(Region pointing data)
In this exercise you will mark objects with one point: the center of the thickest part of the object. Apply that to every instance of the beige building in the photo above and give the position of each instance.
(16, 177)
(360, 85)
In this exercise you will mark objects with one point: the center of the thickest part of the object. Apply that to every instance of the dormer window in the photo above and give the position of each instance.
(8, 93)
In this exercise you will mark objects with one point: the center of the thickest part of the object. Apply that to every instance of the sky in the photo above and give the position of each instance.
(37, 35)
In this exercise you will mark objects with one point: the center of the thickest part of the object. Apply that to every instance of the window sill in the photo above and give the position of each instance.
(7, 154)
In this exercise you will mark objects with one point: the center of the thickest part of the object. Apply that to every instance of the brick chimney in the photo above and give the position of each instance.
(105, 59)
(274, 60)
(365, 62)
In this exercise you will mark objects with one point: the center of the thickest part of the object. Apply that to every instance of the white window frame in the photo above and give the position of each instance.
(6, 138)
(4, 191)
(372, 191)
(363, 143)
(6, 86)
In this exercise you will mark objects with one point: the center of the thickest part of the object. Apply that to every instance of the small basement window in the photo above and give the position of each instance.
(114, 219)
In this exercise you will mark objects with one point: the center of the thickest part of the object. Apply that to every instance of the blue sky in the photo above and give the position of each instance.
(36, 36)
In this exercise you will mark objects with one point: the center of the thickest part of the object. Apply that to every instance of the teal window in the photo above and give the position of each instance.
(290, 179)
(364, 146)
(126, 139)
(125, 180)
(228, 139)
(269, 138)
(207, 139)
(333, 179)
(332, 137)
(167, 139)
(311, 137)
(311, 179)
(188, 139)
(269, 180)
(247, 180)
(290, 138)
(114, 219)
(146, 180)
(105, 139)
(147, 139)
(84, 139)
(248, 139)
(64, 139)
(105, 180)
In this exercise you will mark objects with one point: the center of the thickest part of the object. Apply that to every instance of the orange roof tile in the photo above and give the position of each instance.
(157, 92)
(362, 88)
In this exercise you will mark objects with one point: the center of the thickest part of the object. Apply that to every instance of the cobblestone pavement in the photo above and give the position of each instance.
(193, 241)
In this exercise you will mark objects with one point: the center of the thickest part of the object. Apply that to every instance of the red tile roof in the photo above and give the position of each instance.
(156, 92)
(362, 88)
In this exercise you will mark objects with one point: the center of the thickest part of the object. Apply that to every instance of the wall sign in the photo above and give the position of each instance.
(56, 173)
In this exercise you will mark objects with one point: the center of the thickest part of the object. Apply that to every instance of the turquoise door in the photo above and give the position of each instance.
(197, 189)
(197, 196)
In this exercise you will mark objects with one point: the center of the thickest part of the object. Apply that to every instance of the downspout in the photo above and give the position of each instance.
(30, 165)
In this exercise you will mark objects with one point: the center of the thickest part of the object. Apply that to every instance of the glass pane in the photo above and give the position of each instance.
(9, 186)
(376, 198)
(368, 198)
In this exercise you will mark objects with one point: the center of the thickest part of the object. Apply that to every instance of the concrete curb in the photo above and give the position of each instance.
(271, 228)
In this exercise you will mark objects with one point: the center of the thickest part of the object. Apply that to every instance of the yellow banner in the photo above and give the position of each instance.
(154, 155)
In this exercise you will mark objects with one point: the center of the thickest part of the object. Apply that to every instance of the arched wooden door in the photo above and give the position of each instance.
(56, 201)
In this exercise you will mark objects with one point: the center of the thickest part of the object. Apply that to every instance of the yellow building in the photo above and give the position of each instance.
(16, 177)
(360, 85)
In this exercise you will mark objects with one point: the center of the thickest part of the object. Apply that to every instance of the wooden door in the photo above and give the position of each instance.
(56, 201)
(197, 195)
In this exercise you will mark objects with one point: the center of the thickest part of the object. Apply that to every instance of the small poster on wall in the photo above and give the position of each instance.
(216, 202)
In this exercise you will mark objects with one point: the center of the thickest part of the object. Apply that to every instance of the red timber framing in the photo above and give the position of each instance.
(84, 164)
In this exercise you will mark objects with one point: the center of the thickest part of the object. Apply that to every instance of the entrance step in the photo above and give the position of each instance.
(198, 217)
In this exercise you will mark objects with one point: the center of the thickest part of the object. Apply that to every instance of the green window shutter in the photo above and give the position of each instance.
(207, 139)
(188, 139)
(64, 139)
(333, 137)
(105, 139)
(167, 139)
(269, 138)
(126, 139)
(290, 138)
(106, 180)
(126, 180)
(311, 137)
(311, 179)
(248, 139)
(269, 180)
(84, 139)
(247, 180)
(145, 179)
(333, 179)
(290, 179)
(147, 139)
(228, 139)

What you have to do: Without leaving anything out, transcribe the records above exactly.

Task solution:
In this exercise you will mark objects with one point: the center of the thickest part of the object. Apply that to every instance of the beige building in the photo above and give the position of each instance.
(16, 177)
(360, 85)
In this exercise you will mark objects with one point: the center of the thickest part of the object. Apply that to every instance of the dormer window in the photo above and give the position of each instance.
(8, 93)
In this exercise you will mark objects with one point: the center of the thickest part of the object. Apply that to every instance of the sky in the photo above and give the position of each instance.
(37, 35)
In this exercise you will mark objects with one point: the center of the thickest part of the object. Apply that to every instance of the window sill in the photo above and give the position of each instance.
(7, 154)
In this exercise you will mark objects with one point: the center of the thickest part of the object. Apply that to every instance of the brick chimney in the photo above and give the position of each instance.
(105, 59)
(274, 60)
(365, 62)
In this exercise you will mark objects with one point: the center of the thickest part of the object. Apply that to every instance of the white window frame in the photo above and give the position of each instance.
(6, 138)
(4, 191)
(372, 191)
(363, 143)
(6, 86)
In this exercise you will mark objects with one point: the center of the thickest part of the object. Apply that to every instance of the small basement window in the photo above and give the position of each instance.
(114, 219)
In this exercise you will mark objects with one point: the center of the thickest part of the object. Apply that to every instance of the blue sky in the photo above and give the position of each instance.
(36, 36)
In this exercise you will mark objects with one point: the center of the thickest part of the object. Apply that to every instance of the teal window in the photo above and give the position of each instance.
(290, 179)
(364, 146)
(126, 139)
(125, 180)
(228, 139)
(269, 138)
(207, 139)
(333, 179)
(332, 137)
(167, 139)
(311, 137)
(311, 179)
(188, 139)
(269, 180)
(247, 180)
(290, 138)
(114, 219)
(146, 180)
(105, 139)
(147, 139)
(84, 139)
(248, 139)
(64, 139)
(105, 180)
In this exercise you will mark objects with one point: the center of the thickest part of the object. Apply that to every instance of the orange roof tile in the photo above and give the position of each instance.
(157, 92)
(362, 88)
In this exercise you will mark objects with one point: the center of the thickest part of the object. Apply that to every instance of the cobblestone pavement in the photo above and give the position of each instance.
(193, 241)
In this exercise you will mark objects with one point: the center of the thickest part of the object. Apply that to every instance of the red tile roof in the photo above and give the position of each instance.
(156, 92)
(362, 88)
In this exercise you will mark objects with one point: the center of the thickest part of the object. Apply that to every instance of the wall sign in the photo above and give the position of each instance.
(56, 173)
In this exercise you will mark objects with one point: the center of the thickest part of the object. Apply that to every instance of the turquoise door in the photo above and give the position of each instance.
(197, 189)
(197, 196)
In this exercise you will mark objects with one point: the center of the thickest part of the object. Apply that to every instance of the downspout in the photo above and give the position of each instance.
(30, 165)
In this exercise you will mark objects with one point: the center of the thickest part of the object. Apply that to every instance of the glass pane in the photo above and give the position of each instance.
(9, 186)
(376, 198)
(368, 198)
In this exercise you will mark objects with one point: the center of the thickest part of the object. Apply that to every instance of the concrete curb in the photo above and give the position of each instance.
(271, 228)
In this exercise you will mark objects with one point: the center of the thickest part of the object. Apply that to every instance of the yellow banner in the photo above and give the position of each instance.
(154, 155)
In this exercise you will mark objects with one point: the center of the thickest part of the object. Apply that to every instance of the arched wooden door in the photo above and give the position of each instance.
(56, 201)
In this exercise you will mark objects with one point: the center of the thickest part of the object. Apply that to every instance of the yellow building in the photo above and give the position of each instance.
(16, 177)
(360, 85)
In this exercise you will mark objects with one point: the center of the thickest part of the object. Apply that to every instance of the wooden door in the photo above and give the position of each instance.
(56, 201)
(197, 195)
In this exercise you will mark objects with one point: the center of the thickest part of the object. Apply that to every instance of the small poster on wall in the photo above and give the position of each instance.
(216, 202)
In this exercise you will mark objects with one point: the center of the thickest part of the object. Apply that to every instance of the red timber framing in the photo above and give the position of each instance.
(84, 164)
In this exercise you will mark objects with one point: the center of the thickest part of the object. Apply that to every instance of the entrance step in the photo above and give the position of each instance.
(198, 217)
In this exercise you will mark objects with one point: the center of the thickest part of the object. Apply that to every instance of the green window shutter in the photo above and give the position of each instance.
(207, 139)
(188, 139)
(64, 139)
(333, 137)
(105, 139)
(167, 139)
(269, 138)
(126, 139)
(290, 138)
(106, 180)
(126, 180)
(311, 137)
(311, 179)
(248, 139)
(269, 180)
(84, 139)
(247, 180)
(145, 179)
(333, 179)
(290, 179)
(147, 139)
(228, 139)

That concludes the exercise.